• _Goal_: Rewrite the stretch of items from the line containing "locate --obj curled leaf" through the end of the items, changing "mushroom" to "fungus" and keeping everything else the same.

• _Supplied data_:
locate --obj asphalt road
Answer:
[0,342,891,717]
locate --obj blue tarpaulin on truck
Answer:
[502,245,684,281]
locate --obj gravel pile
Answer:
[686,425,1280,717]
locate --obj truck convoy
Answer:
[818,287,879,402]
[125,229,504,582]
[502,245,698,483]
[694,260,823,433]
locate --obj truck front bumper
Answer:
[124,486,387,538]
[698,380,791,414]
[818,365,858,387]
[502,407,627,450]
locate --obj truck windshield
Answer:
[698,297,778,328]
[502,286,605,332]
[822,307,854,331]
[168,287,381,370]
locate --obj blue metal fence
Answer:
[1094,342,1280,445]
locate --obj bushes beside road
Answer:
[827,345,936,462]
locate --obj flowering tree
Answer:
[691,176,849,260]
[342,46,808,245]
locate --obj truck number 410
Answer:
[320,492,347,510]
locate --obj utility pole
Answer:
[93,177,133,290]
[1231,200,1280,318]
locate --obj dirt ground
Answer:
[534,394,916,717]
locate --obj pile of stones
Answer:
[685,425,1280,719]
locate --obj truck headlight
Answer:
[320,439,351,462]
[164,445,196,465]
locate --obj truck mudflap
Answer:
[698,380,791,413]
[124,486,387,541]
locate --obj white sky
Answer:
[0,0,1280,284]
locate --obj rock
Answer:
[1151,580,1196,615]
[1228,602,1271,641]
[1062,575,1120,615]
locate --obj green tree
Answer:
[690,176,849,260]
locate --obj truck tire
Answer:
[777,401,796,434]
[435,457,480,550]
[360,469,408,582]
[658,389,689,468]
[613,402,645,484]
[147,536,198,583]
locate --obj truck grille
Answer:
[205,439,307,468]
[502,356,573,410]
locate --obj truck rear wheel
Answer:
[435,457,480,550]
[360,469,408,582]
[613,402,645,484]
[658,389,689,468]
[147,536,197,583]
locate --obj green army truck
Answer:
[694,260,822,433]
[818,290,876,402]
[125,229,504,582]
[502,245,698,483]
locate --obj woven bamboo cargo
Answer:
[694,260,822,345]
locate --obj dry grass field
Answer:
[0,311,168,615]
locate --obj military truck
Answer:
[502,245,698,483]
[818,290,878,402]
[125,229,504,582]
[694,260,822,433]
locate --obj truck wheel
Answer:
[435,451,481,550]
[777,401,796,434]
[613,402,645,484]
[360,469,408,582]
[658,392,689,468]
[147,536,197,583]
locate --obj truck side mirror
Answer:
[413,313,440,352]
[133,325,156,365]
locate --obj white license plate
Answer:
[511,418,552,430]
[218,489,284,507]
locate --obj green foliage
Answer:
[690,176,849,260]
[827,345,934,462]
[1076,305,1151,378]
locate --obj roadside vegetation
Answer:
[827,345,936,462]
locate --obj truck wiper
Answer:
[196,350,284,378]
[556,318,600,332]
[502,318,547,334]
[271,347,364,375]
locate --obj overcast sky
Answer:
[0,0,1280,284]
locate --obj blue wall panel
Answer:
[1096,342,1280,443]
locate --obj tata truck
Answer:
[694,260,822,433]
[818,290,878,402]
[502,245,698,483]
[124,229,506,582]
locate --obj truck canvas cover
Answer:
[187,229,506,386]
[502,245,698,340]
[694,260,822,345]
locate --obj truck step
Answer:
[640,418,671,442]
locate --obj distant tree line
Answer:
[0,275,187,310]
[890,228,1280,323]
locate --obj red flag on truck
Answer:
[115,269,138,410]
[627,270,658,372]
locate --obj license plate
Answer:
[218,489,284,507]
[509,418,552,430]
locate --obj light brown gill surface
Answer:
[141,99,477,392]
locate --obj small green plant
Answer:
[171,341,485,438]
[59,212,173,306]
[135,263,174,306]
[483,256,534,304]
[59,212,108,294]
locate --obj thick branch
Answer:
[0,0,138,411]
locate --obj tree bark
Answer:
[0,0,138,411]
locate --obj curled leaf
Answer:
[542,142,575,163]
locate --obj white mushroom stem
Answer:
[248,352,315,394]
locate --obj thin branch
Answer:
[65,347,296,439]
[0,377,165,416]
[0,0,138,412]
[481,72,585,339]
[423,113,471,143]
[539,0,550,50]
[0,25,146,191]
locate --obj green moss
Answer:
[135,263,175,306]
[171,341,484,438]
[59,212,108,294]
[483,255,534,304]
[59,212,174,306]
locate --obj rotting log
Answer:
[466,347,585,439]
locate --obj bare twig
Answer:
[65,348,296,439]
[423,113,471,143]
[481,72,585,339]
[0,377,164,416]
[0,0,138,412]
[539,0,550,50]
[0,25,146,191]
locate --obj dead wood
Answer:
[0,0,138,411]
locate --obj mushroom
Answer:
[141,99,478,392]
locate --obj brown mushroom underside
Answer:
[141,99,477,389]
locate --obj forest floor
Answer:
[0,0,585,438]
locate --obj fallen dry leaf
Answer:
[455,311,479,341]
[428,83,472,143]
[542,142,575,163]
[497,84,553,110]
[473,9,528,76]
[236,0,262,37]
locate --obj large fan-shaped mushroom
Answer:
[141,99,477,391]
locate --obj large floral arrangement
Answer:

• _Task solution_:
locate --obj curled leaf
Answer:
[542,142,575,163]
locate --obj white fungus stem
Answer:
[248,352,315,394]
locate --obj thin branch
Answer:
[65,347,296,439]
[0,377,165,416]
[0,0,138,412]
[481,72,585,339]
[423,113,471,143]
[539,0,550,50]
[0,25,146,191]
locate --obj green moss
Answer:
[135,263,175,306]
[171,341,484,438]
[59,212,108,294]
[483,255,534,304]
[59,212,174,306]
locate --obj rotting log
Answer:
[466,347,585,439]
locate --obj bare twig
Answer:
[65,348,296,439]
[423,113,471,143]
[481,72,585,339]
[0,377,164,416]
[0,0,138,412]
[539,0,550,50]
[0,25,146,191]
locate --obj dead wood
Answer:
[0,0,138,411]
locate --obj fungus
Answer:
[141,99,478,392]
locate --obj brown fungus underside
Answer:
[141,99,477,389]
locate --obj forest floor
Answer:
[0,0,585,438]
locate --obj fallen dry leaf
Answer:
[455,311,479,341]
[428,83,472,143]
[542,142,575,163]
[497,84,553,110]
[473,9,528,76]
[236,0,262,37]
locate --obj large fan-shaped fungus
Answer:
[141,99,477,391]
locate --obj large floral arrangement
Answer:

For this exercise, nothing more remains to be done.